— Begin RAW RECORDS —

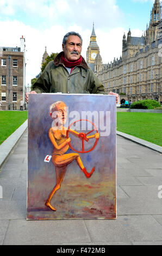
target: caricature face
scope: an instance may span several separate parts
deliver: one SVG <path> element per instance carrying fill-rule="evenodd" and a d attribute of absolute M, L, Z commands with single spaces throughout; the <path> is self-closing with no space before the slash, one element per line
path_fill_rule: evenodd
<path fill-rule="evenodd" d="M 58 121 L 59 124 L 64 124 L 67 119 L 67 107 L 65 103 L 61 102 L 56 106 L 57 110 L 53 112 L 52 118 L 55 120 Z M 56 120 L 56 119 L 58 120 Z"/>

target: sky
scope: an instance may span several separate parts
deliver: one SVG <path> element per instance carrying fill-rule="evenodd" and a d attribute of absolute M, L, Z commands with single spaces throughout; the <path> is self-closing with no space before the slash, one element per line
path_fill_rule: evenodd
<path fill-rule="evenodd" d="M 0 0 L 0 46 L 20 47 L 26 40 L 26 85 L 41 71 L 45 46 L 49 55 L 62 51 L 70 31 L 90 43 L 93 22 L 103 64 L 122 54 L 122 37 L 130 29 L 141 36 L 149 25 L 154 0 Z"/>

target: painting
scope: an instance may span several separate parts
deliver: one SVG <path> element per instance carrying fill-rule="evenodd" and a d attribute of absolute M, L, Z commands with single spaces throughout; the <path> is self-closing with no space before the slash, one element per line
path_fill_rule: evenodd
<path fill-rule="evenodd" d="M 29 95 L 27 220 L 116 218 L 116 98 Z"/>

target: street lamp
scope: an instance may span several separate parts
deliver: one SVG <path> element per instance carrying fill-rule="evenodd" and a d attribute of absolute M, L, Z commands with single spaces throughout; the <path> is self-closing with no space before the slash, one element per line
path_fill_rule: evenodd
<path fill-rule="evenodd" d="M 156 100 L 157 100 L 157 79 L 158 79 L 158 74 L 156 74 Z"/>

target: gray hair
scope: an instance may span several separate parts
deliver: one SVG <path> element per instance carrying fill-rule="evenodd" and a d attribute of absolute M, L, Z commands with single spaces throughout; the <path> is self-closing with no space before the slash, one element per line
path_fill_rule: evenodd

— End RAW RECORDS —

● **REQUEST**
Lay out every line of the data above as a numbered list, skipping blank lines and leaving out the pictures.

● **SOLUTION TO THE EXERCISE**
1. target: caricature face
2. scope: an instance may span several separate parts
3. deliver: one SVG <path> element per instance carrying fill-rule="evenodd" and a d attribute of absolute M, L, Z commands with single spaces throughout; the <path> is self-closing with no space before the slash, one element per line
4. path_fill_rule: evenodd
5. <path fill-rule="evenodd" d="M 58 121 L 59 124 L 64 124 L 67 119 L 67 107 L 65 103 L 61 102 L 56 106 L 57 110 L 53 112 L 52 118 L 55 120 Z M 56 120 L 56 119 L 58 120 Z"/>
6. target: sky
7. scope: an instance may span several separate parts
8. deliver: one SVG <path> element per instance carrying fill-rule="evenodd" and a d attribute of absolute M, L, Z commands with single spaces throughout; the <path> is self-closing with no space before the slash, one element per line
9. path_fill_rule: evenodd
10. <path fill-rule="evenodd" d="M 0 0 L 0 46 L 20 47 L 26 40 L 26 85 L 41 71 L 45 46 L 49 55 L 62 51 L 70 31 L 90 43 L 93 22 L 103 64 L 122 54 L 122 37 L 130 29 L 141 36 L 149 25 L 154 0 Z"/>
11. target: painting
12. scope: an instance may span several separate parts
13. deliver: one SVG <path> element per instance carrying fill-rule="evenodd" and a d attribute of absolute M, L, Z commands with single spaces throughout; the <path> is self-closing with no space before the slash, one element per line
14. path_fill_rule: evenodd
15. <path fill-rule="evenodd" d="M 29 95 L 27 220 L 116 218 L 116 98 Z"/>
16. target: street lamp
17. scope: an instance may span several separate parts
18. deliver: one SVG <path> element per instance carrying fill-rule="evenodd" and a d attribute of absolute M, L, Z commands with single spaces throughout; the <path> is self-closing with no space before the slash, one element per line
19. path_fill_rule: evenodd
20. <path fill-rule="evenodd" d="M 156 100 L 157 100 L 157 79 L 158 79 L 158 74 L 156 74 Z"/>
21. target: gray hair
22. scope: an instance may span several separate parts
23. deliver: one SVG <path> element per instance carrying fill-rule="evenodd" and a d attribute of absolute M, L, Z commands with single spaces throughout; the <path> is self-closing with no space before the slash, one element per line
24. path_fill_rule: evenodd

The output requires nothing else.